## Direction
Select each line in the listing that contains the string "sign", keeping only lines where its case matches.

## Input material
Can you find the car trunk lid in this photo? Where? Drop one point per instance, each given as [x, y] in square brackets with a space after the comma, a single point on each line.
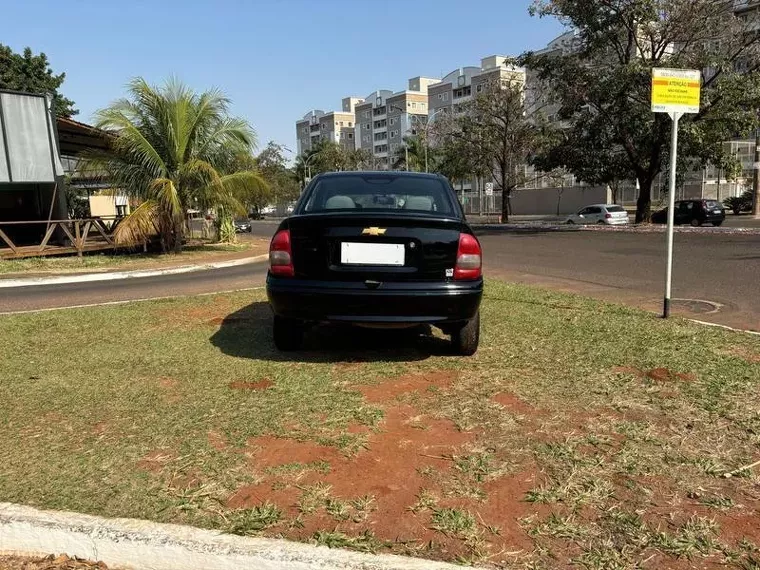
[374, 247]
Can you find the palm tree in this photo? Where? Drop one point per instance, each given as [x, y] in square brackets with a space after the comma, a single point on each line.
[415, 149]
[173, 150]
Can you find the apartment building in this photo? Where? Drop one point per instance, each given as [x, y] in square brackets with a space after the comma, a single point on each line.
[385, 118]
[459, 86]
[335, 126]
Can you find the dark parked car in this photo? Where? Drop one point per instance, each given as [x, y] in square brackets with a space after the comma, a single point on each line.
[242, 226]
[694, 212]
[376, 249]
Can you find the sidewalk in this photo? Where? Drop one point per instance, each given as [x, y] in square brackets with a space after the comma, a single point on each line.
[125, 263]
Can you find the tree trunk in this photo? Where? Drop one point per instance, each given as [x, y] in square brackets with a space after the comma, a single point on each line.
[644, 201]
[506, 208]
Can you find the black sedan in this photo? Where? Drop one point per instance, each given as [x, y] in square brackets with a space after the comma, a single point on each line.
[376, 249]
[693, 212]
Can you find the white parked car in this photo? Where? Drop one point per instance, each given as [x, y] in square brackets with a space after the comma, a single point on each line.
[610, 214]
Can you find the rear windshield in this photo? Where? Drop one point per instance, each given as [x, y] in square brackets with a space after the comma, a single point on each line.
[380, 193]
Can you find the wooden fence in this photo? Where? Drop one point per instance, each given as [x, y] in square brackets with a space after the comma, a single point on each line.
[59, 237]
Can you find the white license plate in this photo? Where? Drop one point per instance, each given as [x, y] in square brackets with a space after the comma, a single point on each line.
[352, 253]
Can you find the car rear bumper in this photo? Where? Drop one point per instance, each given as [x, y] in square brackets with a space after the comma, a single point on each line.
[351, 302]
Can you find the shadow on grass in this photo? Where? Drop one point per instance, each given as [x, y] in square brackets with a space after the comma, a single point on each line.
[247, 333]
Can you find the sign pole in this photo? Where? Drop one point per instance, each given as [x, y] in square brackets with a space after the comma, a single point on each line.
[671, 211]
[675, 92]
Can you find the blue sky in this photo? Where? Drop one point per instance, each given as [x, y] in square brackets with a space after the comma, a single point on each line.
[276, 59]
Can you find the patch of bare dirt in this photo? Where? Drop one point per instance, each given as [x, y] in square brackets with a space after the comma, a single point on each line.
[169, 389]
[390, 389]
[513, 403]
[51, 562]
[744, 353]
[155, 461]
[217, 440]
[656, 374]
[407, 454]
[262, 384]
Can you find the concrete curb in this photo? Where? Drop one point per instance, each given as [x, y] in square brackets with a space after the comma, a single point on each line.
[645, 229]
[114, 275]
[129, 543]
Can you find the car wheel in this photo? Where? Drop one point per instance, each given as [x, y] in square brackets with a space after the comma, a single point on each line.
[465, 340]
[288, 334]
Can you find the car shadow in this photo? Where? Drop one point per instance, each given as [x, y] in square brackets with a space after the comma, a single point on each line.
[247, 333]
[483, 232]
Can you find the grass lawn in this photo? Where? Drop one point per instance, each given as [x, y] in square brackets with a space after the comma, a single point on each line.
[196, 252]
[582, 434]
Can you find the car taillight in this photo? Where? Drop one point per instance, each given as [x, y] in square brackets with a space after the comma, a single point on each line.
[281, 255]
[469, 258]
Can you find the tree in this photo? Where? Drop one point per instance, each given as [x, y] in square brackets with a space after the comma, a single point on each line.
[281, 179]
[496, 133]
[173, 149]
[259, 192]
[328, 156]
[603, 88]
[414, 148]
[32, 74]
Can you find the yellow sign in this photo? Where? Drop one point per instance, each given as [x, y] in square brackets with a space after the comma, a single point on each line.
[675, 90]
[374, 231]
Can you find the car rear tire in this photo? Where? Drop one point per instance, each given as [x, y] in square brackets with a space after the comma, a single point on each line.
[465, 340]
[288, 334]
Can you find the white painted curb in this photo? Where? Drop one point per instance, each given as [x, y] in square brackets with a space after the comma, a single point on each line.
[113, 275]
[129, 543]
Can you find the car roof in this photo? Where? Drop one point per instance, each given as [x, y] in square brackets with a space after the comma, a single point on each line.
[388, 173]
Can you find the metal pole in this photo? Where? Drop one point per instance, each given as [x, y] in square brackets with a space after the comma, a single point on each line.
[671, 212]
[756, 181]
[426, 143]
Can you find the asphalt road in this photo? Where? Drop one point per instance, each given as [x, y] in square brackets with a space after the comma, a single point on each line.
[630, 268]
[615, 266]
[76, 294]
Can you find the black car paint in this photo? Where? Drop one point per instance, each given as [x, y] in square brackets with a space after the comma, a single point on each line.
[697, 213]
[421, 291]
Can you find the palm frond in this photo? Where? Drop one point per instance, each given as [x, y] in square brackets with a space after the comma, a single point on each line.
[164, 193]
[139, 226]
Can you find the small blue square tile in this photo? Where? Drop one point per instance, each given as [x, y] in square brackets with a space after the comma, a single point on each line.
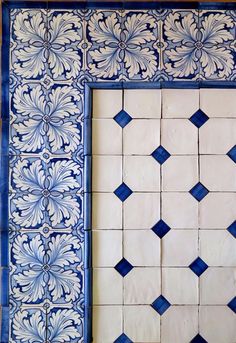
[198, 266]
[232, 154]
[199, 118]
[161, 228]
[123, 339]
[161, 304]
[122, 118]
[199, 191]
[123, 267]
[232, 304]
[198, 339]
[232, 229]
[123, 192]
[160, 154]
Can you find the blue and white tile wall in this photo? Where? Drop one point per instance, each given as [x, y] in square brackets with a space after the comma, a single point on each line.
[48, 56]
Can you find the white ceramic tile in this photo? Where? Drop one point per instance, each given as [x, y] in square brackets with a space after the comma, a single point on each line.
[179, 103]
[142, 286]
[217, 136]
[217, 286]
[218, 102]
[141, 136]
[180, 210]
[141, 173]
[217, 324]
[180, 286]
[179, 136]
[218, 248]
[217, 210]
[106, 137]
[179, 248]
[143, 103]
[180, 173]
[218, 173]
[106, 103]
[107, 287]
[106, 173]
[107, 323]
[106, 211]
[141, 324]
[179, 324]
[141, 211]
[107, 248]
[142, 248]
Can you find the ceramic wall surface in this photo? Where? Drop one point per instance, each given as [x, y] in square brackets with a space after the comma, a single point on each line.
[48, 57]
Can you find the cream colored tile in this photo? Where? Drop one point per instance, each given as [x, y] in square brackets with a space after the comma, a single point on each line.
[143, 103]
[217, 324]
[179, 103]
[141, 136]
[141, 211]
[179, 136]
[142, 286]
[107, 323]
[106, 211]
[141, 324]
[106, 102]
[107, 287]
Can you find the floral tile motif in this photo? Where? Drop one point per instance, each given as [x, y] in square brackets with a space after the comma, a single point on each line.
[216, 45]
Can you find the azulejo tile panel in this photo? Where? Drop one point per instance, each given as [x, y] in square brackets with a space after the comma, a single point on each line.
[52, 54]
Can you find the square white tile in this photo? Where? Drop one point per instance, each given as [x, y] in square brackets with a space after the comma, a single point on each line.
[217, 324]
[142, 286]
[107, 323]
[217, 136]
[179, 248]
[107, 247]
[141, 324]
[107, 287]
[218, 102]
[143, 103]
[180, 286]
[106, 137]
[106, 211]
[142, 248]
[106, 173]
[141, 211]
[106, 102]
[217, 286]
[179, 103]
[179, 324]
[218, 173]
[180, 210]
[179, 136]
[217, 210]
[180, 173]
[141, 173]
[141, 136]
[218, 248]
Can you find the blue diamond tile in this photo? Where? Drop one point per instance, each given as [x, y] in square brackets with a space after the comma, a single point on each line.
[232, 229]
[199, 118]
[123, 339]
[198, 339]
[161, 228]
[161, 304]
[122, 118]
[160, 154]
[232, 154]
[123, 192]
[123, 267]
[199, 191]
[232, 304]
[198, 266]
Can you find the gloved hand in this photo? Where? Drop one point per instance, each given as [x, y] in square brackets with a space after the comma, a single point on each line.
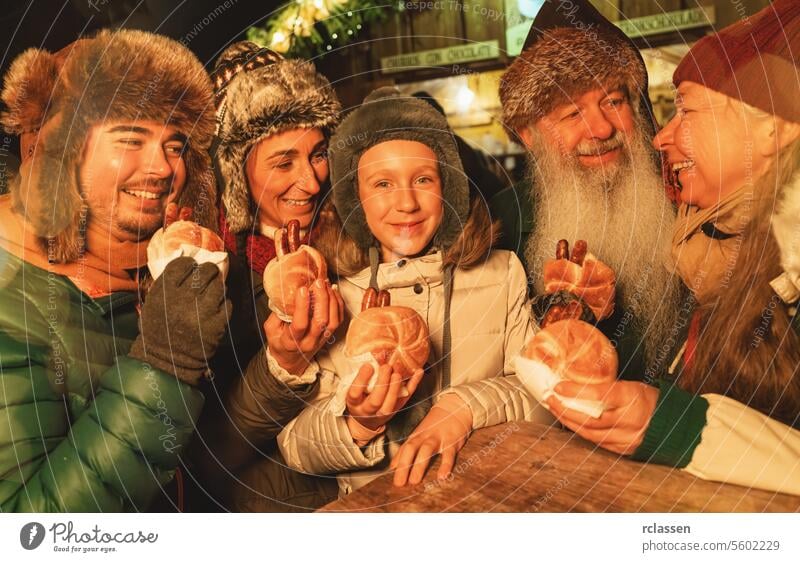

## Result for this task
Can you find the sign pole in this photo? Where? Drop one point per instance, each given as [x, y] in square brackets with a space after the comma, a single point on each line.
Can you find the yellow sign in this photo? Where? Drop one point per instance, each given as [x, y] in square brackets with a space after the comma, a single point on each line.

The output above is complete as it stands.